══ Data for this exercise ══
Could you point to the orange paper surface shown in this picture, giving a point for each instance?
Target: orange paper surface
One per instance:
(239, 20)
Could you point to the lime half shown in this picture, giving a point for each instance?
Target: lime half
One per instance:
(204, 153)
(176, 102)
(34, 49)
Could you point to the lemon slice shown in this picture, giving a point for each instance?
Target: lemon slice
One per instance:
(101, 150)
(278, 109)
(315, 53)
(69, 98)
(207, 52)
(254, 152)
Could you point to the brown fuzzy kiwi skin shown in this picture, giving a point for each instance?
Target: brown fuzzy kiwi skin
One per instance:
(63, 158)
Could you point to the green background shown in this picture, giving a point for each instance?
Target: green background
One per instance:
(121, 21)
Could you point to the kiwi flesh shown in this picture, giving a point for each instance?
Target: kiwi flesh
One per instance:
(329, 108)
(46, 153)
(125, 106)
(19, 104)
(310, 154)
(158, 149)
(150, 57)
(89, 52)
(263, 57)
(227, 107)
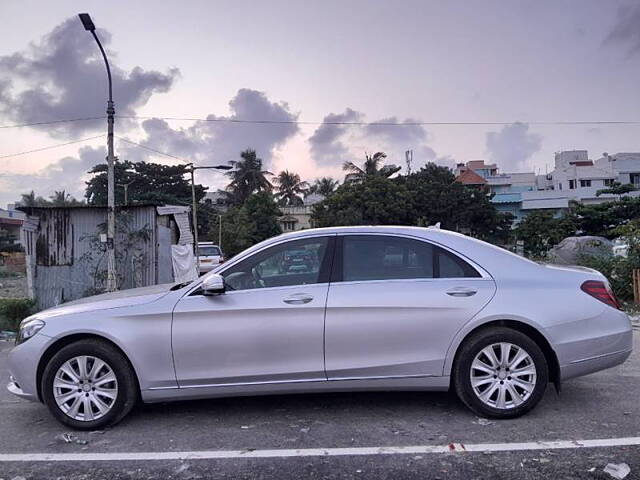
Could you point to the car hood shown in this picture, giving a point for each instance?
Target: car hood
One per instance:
(122, 298)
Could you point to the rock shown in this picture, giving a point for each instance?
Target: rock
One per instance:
(617, 470)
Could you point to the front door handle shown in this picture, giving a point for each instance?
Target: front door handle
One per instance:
(298, 299)
(461, 292)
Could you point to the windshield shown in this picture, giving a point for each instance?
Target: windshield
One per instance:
(208, 251)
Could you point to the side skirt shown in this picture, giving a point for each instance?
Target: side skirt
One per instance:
(437, 384)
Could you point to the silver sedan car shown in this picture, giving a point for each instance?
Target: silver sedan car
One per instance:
(336, 309)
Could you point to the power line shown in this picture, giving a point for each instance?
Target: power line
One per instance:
(51, 122)
(50, 147)
(153, 149)
(355, 123)
(394, 124)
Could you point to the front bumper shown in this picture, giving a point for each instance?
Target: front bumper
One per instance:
(14, 388)
(23, 366)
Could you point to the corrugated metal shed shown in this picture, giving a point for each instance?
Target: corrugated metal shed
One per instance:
(70, 260)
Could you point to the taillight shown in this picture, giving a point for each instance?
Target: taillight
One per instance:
(600, 291)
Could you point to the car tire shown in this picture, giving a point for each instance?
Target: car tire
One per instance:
(512, 396)
(108, 411)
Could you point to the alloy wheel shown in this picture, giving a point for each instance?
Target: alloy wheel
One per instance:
(503, 375)
(85, 388)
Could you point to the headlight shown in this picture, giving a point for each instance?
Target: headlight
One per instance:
(28, 328)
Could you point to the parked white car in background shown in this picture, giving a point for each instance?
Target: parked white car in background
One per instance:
(210, 256)
(332, 309)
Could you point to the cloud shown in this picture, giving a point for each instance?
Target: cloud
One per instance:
(512, 147)
(327, 142)
(67, 173)
(220, 140)
(63, 76)
(333, 144)
(396, 139)
(626, 31)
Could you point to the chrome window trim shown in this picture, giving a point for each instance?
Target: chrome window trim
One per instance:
(227, 265)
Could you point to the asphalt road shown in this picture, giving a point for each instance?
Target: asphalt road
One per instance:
(605, 405)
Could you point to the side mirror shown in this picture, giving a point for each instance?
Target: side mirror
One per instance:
(213, 285)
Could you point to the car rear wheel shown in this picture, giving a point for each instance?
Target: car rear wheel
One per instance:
(500, 373)
(89, 384)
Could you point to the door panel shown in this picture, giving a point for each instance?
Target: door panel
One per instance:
(250, 336)
(396, 327)
(389, 312)
(267, 327)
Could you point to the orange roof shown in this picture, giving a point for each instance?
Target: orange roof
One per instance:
(469, 177)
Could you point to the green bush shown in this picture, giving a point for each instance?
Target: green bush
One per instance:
(13, 311)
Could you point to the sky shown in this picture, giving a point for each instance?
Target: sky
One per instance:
(310, 64)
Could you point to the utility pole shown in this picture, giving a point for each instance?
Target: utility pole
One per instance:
(194, 206)
(111, 204)
(126, 191)
(408, 155)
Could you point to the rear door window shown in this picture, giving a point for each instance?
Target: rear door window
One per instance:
(386, 257)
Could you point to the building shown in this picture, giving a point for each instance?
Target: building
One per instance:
(298, 217)
(66, 250)
(574, 178)
(11, 221)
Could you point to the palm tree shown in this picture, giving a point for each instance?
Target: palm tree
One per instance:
(324, 186)
(31, 200)
(247, 177)
(60, 198)
(290, 188)
(372, 167)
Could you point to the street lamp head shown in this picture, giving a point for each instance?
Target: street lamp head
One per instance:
(87, 22)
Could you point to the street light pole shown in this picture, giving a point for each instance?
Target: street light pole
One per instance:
(111, 217)
(194, 206)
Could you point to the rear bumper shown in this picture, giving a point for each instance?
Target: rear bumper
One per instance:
(592, 345)
(590, 365)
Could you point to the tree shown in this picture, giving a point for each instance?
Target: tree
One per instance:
(540, 231)
(250, 223)
(247, 177)
(378, 201)
(372, 167)
(147, 182)
(31, 200)
(602, 219)
(324, 186)
(63, 199)
(425, 197)
(437, 197)
(290, 188)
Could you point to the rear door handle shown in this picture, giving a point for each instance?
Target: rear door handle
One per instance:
(298, 299)
(461, 292)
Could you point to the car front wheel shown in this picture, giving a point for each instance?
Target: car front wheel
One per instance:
(500, 373)
(88, 385)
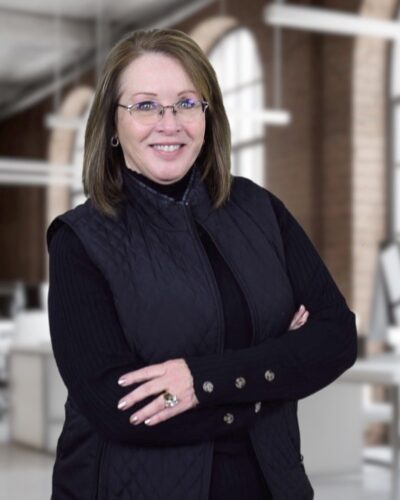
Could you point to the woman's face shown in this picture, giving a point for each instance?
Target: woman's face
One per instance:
(157, 77)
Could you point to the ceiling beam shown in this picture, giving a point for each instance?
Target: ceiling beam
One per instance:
(324, 20)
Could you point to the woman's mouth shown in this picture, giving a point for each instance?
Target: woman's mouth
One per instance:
(167, 148)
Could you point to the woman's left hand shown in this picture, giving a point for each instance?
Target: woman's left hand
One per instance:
(172, 376)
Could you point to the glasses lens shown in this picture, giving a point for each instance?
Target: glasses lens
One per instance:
(147, 112)
(150, 112)
(189, 110)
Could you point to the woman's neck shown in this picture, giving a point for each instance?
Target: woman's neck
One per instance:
(175, 189)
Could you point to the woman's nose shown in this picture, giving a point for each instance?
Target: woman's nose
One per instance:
(169, 120)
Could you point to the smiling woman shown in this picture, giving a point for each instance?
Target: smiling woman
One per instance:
(161, 145)
(188, 309)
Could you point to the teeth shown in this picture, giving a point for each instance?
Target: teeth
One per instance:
(167, 147)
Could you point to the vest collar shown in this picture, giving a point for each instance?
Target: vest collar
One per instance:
(154, 203)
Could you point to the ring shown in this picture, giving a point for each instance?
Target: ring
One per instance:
(170, 400)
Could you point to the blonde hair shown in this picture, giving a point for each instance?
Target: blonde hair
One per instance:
(102, 176)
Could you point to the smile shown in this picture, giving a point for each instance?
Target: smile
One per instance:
(167, 147)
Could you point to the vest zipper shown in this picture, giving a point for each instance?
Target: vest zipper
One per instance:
(242, 286)
(252, 312)
(211, 275)
(99, 469)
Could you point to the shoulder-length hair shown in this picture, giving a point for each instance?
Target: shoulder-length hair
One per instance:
(102, 176)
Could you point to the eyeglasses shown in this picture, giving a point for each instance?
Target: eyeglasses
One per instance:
(151, 112)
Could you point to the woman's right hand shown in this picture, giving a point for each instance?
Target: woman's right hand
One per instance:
(300, 318)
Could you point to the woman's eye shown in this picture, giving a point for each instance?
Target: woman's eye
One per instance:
(186, 104)
(146, 106)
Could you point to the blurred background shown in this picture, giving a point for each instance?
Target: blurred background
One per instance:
(312, 90)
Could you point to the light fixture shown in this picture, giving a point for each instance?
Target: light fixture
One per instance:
(267, 116)
(55, 121)
(329, 21)
(35, 173)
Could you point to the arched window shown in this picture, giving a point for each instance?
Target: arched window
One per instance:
(395, 139)
(236, 62)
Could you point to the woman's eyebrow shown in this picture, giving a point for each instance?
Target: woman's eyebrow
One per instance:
(153, 94)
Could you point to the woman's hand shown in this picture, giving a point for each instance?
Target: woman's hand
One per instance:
(173, 376)
(300, 318)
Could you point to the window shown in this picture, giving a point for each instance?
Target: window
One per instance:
(77, 194)
(236, 62)
(395, 117)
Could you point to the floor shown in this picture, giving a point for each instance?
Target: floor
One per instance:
(25, 474)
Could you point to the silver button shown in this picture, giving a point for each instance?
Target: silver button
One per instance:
(228, 418)
(208, 386)
(240, 382)
(269, 376)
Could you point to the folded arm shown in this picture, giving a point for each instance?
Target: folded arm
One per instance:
(92, 353)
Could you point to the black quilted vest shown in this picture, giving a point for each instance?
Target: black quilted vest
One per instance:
(152, 250)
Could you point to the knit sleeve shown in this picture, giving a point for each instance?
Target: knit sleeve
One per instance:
(299, 362)
(91, 354)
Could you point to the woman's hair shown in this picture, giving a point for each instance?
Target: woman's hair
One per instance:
(102, 176)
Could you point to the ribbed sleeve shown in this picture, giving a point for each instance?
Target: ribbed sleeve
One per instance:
(92, 353)
(297, 363)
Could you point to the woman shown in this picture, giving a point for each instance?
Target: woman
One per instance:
(174, 299)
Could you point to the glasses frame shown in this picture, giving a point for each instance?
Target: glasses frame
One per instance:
(160, 114)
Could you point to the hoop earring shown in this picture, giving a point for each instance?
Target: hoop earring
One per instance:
(114, 141)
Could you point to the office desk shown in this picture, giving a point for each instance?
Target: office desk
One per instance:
(383, 369)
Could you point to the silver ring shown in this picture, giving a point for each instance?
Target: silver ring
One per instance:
(170, 400)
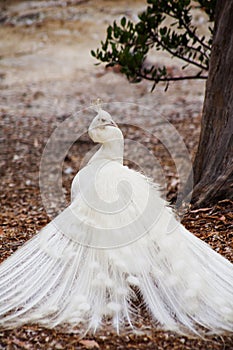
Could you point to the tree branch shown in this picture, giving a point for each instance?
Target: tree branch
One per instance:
(178, 56)
(187, 77)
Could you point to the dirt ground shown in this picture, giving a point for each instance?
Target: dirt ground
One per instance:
(47, 80)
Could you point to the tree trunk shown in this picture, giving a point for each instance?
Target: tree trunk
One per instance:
(213, 165)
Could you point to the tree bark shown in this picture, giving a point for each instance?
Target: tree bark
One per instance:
(213, 165)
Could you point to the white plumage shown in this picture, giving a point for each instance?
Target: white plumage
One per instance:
(118, 244)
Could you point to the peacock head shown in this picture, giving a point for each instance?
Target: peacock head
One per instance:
(103, 129)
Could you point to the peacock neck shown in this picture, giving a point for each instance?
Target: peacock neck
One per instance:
(111, 150)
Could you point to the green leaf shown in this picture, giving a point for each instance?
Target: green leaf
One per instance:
(123, 21)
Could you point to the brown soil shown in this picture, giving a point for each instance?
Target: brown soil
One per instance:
(47, 73)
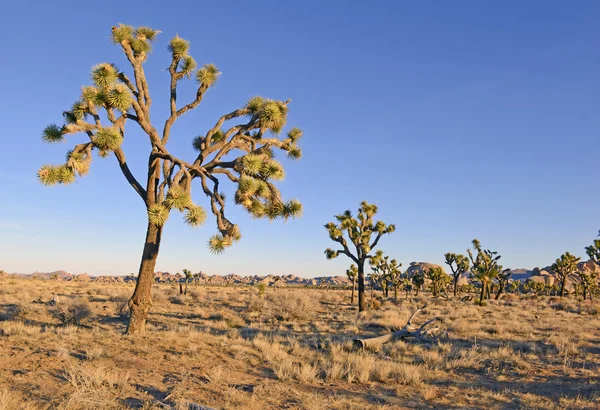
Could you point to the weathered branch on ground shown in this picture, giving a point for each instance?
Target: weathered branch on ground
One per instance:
(421, 333)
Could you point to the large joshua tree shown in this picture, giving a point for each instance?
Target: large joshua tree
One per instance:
(485, 267)
(459, 264)
(359, 231)
(564, 268)
(593, 251)
(239, 148)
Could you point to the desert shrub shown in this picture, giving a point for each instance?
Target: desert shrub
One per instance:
(122, 306)
(261, 289)
(73, 313)
(12, 312)
(286, 307)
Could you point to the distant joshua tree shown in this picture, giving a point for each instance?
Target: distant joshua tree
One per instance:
(240, 152)
(188, 279)
(352, 275)
(459, 265)
(359, 231)
(503, 278)
(593, 251)
(439, 279)
(485, 267)
(564, 268)
(388, 272)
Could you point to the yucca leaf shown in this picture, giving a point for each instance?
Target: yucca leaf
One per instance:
(187, 65)
(272, 169)
(158, 214)
(140, 46)
(294, 134)
(178, 47)
(121, 33)
(178, 198)
(197, 143)
(252, 164)
(208, 75)
(147, 33)
(195, 216)
(218, 243)
(119, 97)
(255, 104)
(52, 133)
(47, 175)
(108, 139)
(294, 153)
(104, 75)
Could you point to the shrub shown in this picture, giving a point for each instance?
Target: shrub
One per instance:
(286, 307)
(73, 313)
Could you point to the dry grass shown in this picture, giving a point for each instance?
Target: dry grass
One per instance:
(289, 348)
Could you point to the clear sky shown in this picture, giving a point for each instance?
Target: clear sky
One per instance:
(459, 119)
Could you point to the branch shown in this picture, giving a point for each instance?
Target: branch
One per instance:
(129, 176)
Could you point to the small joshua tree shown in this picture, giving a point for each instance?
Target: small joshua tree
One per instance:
(503, 278)
(352, 274)
(588, 283)
(240, 152)
(459, 264)
(564, 268)
(418, 280)
(593, 251)
(485, 267)
(359, 231)
(188, 278)
(439, 279)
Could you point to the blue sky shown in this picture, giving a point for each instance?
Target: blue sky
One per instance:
(459, 119)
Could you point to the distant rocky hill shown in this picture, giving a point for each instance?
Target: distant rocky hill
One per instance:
(544, 275)
(201, 278)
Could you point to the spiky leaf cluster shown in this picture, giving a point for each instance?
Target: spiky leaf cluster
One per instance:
(104, 75)
(118, 97)
(593, 251)
(359, 231)
(485, 266)
(178, 47)
(158, 214)
(178, 198)
(195, 216)
(53, 133)
(108, 139)
(208, 75)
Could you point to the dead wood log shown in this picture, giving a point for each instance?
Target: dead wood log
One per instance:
(420, 333)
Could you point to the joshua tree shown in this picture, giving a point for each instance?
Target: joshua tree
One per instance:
(359, 231)
(418, 280)
(241, 152)
(593, 251)
(352, 274)
(188, 278)
(588, 282)
(485, 267)
(459, 264)
(439, 279)
(503, 278)
(564, 268)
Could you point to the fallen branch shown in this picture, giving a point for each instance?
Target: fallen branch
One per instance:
(420, 333)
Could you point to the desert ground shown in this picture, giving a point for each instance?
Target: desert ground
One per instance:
(290, 348)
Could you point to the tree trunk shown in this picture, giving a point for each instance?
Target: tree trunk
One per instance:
(500, 289)
(141, 301)
(455, 285)
(483, 286)
(362, 303)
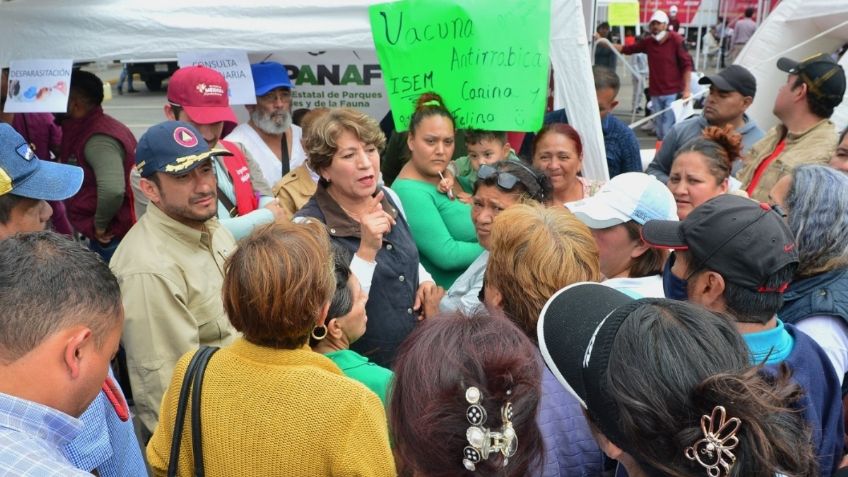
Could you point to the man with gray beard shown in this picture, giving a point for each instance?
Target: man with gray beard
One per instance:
(269, 136)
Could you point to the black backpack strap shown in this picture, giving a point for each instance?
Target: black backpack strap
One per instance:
(193, 379)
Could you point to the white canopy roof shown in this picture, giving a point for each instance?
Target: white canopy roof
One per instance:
(795, 29)
(86, 30)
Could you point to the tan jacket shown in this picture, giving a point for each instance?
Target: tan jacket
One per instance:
(295, 189)
(813, 146)
(171, 277)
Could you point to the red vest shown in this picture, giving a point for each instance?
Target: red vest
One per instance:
(82, 206)
(236, 165)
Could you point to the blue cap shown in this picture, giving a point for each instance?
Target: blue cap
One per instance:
(172, 147)
(268, 76)
(22, 173)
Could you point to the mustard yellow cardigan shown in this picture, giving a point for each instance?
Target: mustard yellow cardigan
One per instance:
(268, 412)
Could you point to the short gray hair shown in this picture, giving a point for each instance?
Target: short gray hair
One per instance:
(817, 204)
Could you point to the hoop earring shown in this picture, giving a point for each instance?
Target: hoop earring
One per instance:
(323, 333)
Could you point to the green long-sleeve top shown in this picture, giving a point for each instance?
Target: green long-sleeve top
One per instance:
(442, 229)
(106, 156)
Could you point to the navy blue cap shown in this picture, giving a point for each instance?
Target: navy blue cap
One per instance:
(23, 174)
(268, 76)
(172, 147)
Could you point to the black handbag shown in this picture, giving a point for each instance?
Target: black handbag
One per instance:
(192, 383)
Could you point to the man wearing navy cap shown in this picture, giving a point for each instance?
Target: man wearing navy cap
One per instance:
(732, 92)
(170, 264)
(26, 183)
(814, 88)
(106, 441)
(269, 136)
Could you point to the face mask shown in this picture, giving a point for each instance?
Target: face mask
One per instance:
(673, 287)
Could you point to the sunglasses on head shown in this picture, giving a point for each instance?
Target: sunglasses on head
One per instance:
(507, 180)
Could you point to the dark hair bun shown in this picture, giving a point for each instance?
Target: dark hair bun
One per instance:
(727, 138)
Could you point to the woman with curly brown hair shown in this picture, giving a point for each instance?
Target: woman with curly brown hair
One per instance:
(535, 251)
(344, 147)
(701, 168)
(264, 400)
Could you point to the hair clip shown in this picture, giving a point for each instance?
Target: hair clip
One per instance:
(714, 450)
(483, 442)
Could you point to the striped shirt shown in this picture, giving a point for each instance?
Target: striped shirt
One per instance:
(32, 437)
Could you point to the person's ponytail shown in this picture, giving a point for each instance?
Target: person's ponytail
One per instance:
(773, 437)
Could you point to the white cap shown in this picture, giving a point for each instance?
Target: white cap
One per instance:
(630, 196)
(659, 16)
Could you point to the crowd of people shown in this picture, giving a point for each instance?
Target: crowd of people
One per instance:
(274, 304)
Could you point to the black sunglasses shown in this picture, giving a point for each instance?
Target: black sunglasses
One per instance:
(507, 180)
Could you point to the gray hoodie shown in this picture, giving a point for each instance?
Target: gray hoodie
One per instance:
(689, 129)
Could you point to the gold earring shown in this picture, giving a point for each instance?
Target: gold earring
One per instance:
(323, 333)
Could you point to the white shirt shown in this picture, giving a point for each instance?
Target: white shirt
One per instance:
(831, 333)
(272, 169)
(464, 294)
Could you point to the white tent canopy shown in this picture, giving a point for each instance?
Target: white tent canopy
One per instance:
(86, 30)
(795, 29)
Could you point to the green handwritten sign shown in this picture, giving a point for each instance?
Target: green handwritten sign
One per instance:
(488, 60)
(624, 14)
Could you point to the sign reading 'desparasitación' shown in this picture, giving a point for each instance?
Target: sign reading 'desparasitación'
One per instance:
(488, 60)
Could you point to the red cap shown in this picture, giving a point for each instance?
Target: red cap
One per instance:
(203, 93)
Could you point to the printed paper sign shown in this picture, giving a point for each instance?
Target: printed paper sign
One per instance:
(488, 61)
(624, 14)
(38, 86)
(334, 79)
(232, 64)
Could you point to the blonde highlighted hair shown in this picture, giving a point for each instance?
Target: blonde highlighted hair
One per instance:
(277, 282)
(535, 251)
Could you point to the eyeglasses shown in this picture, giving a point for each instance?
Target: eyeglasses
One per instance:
(507, 180)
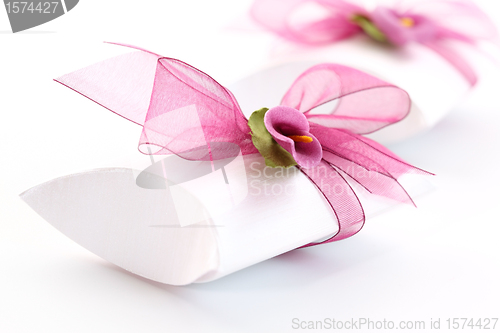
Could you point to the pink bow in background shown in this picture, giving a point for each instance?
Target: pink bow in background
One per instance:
(430, 23)
(184, 111)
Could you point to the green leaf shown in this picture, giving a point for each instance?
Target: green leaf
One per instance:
(369, 28)
(275, 155)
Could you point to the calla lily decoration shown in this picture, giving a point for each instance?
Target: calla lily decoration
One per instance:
(430, 23)
(282, 136)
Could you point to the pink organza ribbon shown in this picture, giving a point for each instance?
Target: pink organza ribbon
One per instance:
(431, 23)
(183, 111)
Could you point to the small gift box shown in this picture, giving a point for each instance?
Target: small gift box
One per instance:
(423, 47)
(234, 190)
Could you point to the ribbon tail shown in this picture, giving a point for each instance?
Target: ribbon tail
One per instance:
(341, 198)
(456, 60)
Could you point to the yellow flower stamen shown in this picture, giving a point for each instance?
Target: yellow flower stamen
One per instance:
(407, 22)
(301, 138)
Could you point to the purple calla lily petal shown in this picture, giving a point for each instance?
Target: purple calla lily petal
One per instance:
(282, 122)
(391, 23)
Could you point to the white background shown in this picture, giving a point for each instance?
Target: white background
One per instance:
(438, 261)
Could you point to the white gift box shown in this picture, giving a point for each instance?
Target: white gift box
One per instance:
(179, 222)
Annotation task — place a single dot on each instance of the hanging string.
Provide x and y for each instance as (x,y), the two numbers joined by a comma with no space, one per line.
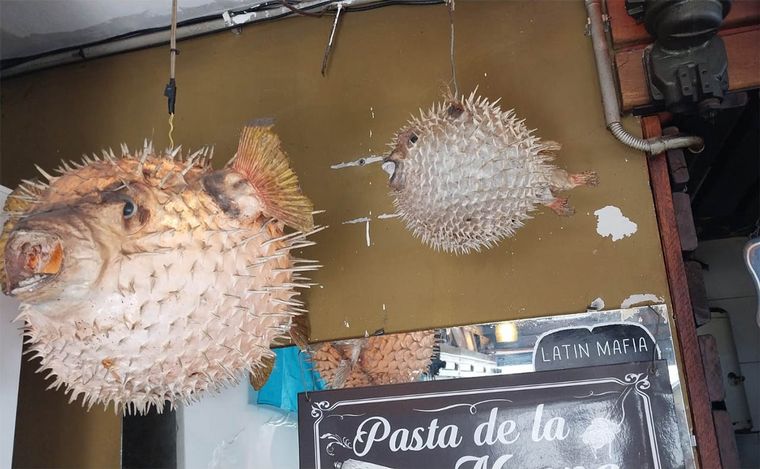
(450,4)
(171,88)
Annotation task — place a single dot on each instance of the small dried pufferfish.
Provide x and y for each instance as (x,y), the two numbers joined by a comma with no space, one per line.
(149,278)
(375,360)
(466,174)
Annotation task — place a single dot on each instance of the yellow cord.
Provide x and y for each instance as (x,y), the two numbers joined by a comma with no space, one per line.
(171,131)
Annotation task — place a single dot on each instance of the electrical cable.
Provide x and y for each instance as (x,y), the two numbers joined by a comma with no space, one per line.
(261,7)
(171,88)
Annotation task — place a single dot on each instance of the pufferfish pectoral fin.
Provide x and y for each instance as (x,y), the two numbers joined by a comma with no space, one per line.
(259,180)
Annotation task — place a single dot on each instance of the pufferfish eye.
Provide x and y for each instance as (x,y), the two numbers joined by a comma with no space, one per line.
(129,209)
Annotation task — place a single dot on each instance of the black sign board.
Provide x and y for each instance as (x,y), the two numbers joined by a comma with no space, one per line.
(604,344)
(605,417)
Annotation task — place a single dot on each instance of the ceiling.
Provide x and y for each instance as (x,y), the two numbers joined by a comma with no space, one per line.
(33,27)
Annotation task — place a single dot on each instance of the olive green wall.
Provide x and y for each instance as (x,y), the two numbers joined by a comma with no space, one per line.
(386,64)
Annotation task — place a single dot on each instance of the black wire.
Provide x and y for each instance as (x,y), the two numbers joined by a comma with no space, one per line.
(270,5)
═══
*Required work*: Look above for the line with "Target: woman's hand" and the line with "Target: floor", and reproduce exactly those two lines plus every line between, nothing more.

*Response to this task*:
Target: woman's hand
One per instance:
(173, 376)
(300, 318)
Could you point to the window shown in this picture, giving a point for each instance?
Target: window
One per instance:
(77, 194)
(236, 62)
(395, 117)
Could you point to the floor shown in this picture, giving a point for each instance?
Target: floor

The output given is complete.